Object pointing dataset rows
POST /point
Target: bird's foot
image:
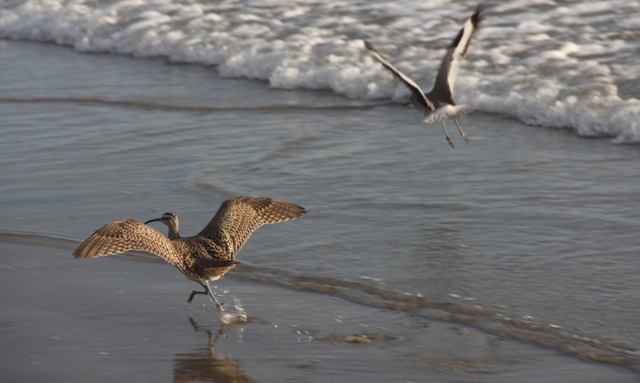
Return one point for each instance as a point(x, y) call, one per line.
point(194, 293)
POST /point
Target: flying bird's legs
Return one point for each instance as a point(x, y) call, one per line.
point(446, 135)
point(464, 136)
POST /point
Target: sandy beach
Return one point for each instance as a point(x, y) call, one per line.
point(416, 262)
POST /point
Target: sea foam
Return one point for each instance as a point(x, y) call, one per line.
point(570, 66)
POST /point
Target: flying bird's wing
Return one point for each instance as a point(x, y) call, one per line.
point(448, 71)
point(239, 217)
point(124, 235)
point(413, 87)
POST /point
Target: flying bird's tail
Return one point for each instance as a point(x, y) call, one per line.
point(449, 112)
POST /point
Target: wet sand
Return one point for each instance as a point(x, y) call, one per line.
point(115, 318)
point(87, 150)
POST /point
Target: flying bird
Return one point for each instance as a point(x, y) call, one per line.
point(205, 257)
point(438, 105)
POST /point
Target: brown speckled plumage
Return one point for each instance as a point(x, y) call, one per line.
point(203, 257)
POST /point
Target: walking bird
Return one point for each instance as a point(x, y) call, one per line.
point(208, 255)
point(438, 105)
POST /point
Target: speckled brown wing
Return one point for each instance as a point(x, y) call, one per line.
point(239, 217)
point(124, 235)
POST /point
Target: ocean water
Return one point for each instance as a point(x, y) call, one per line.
point(528, 233)
point(562, 64)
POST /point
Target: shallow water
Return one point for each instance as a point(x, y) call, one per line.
point(525, 233)
point(569, 63)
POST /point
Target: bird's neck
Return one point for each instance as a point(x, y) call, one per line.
point(173, 231)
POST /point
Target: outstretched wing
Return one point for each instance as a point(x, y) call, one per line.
point(413, 87)
point(124, 235)
point(239, 217)
point(448, 71)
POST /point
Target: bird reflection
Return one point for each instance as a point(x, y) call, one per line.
point(205, 366)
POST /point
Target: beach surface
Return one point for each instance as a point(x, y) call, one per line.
point(509, 259)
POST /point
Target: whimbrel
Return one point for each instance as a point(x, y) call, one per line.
point(206, 256)
point(438, 105)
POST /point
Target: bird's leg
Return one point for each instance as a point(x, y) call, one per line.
point(446, 135)
point(194, 293)
point(464, 136)
point(218, 304)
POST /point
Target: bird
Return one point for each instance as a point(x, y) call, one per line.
point(438, 104)
point(205, 257)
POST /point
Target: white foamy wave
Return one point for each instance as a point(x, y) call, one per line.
point(546, 63)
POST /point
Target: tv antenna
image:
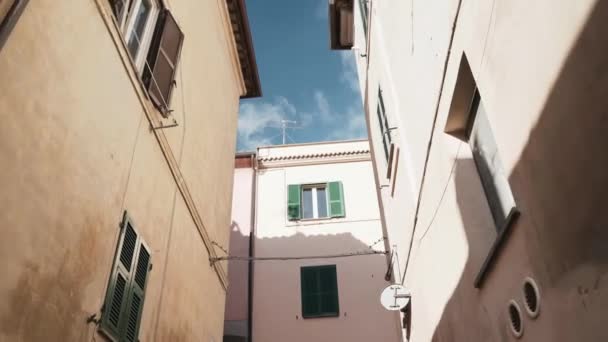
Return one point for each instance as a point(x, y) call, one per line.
point(285, 124)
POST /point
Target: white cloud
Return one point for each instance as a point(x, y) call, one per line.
point(349, 70)
point(352, 126)
point(259, 122)
point(255, 118)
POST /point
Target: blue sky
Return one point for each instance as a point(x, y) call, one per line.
point(302, 79)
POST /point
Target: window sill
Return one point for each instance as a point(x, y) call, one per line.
point(334, 314)
point(496, 247)
point(309, 221)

* **GIVEN PROBLEM**:
Reproduce the records above exactly, leaving out every picture they contain.

* **WORKED SOLUTION**:
POST /point
Target: bird's foot
image:
Return one point for each instance as a point(x, y) call, one per line.
point(194, 293)
POST /point
Target: flying bird's legs
Return one point for each instance as a point(x, y) call, one per line.
point(446, 135)
point(464, 136)
POST /point
Target: sandy beach
Return one point for each instance as a point(x, y) call, one per line.
point(416, 262)
POST /point
Target: sea foam
Return one point for each instance as a point(x, y) call, one per line.
point(570, 66)
POST /point
Target: flying bird's wing
Return one point for each instance as a point(x, y) call, one per line.
point(448, 71)
point(239, 217)
point(124, 235)
point(413, 87)
POST /point
Target: flying bird's tail
Return one point for each instance as a point(x, y) call, one per line.
point(449, 112)
POST /point
Target: wet sand
Return one point for each instance as a point(x, y) call, one per line.
point(115, 318)
point(87, 150)
POST /point
Target: flying bird
Return one point for each instance as a point(x, y) call, one per line.
point(205, 257)
point(438, 105)
POST /point
Target: brown speckled plumage
Return one point for each instance as a point(x, y) call, one per line.
point(203, 257)
POST /point
Target: walking bird
Return one point for each instance as a point(x, y) call, one per line.
point(208, 255)
point(438, 105)
POST /point
Target: speckled brown wing
Return one point for each instance as a point(x, y) call, one per line.
point(239, 217)
point(124, 235)
POST /point
Target: ocean water
Return one point for each instance as a point(x, y) call, one per line.
point(528, 233)
point(562, 64)
POST /point
Target: shallow water
Return one point for each instance as a point(x, y) call, one per line.
point(525, 233)
point(569, 63)
POST /point
Target: bird's neck
Return one point for each instance as a point(x, y) call, one per line.
point(173, 231)
POST /point
Target: outstretched wing
Return one point for each instance as a point(x, y) call, one per line.
point(413, 87)
point(124, 235)
point(239, 217)
point(448, 71)
POST /point
Target: bird reflection
Return one point for each instance as a point(x, y) call, one per line.
point(205, 366)
POST /point
Target: beach surface
Return one point for each instance as a point(x, y) call, one per line.
point(509, 259)
POST /point
Target: whimbrel
Return one point for each instance as a point(x, y) call, one per line.
point(206, 256)
point(438, 105)
POST /point
Target: bird's leg
Return one point for each instance as a point(x, y) call, one per line.
point(446, 135)
point(194, 293)
point(464, 136)
point(218, 304)
POST /point
Target: bird
Return one point for each instance as a point(x, y) call, one per line.
point(438, 104)
point(205, 257)
POST /point
Target: white foamy wave
Return one point for each instance as a point(x, y) call, one per line.
point(546, 63)
POST /point
Target: tv antenna
image:
Return one point for each instance as a point(x, y) call, one per line.
point(285, 124)
POST /point
Target: white cloud
Return one point for each instance as a point(x, y) call, one per line.
point(349, 70)
point(352, 126)
point(259, 122)
point(255, 118)
POST /point
Target: blue sky
Return one point for each instance as a point(x, y) call, one per line.
point(302, 79)
POST /point
Target: window sill
Return one point for each instance as a point(x, y) call, one per line.
point(334, 314)
point(496, 247)
point(309, 221)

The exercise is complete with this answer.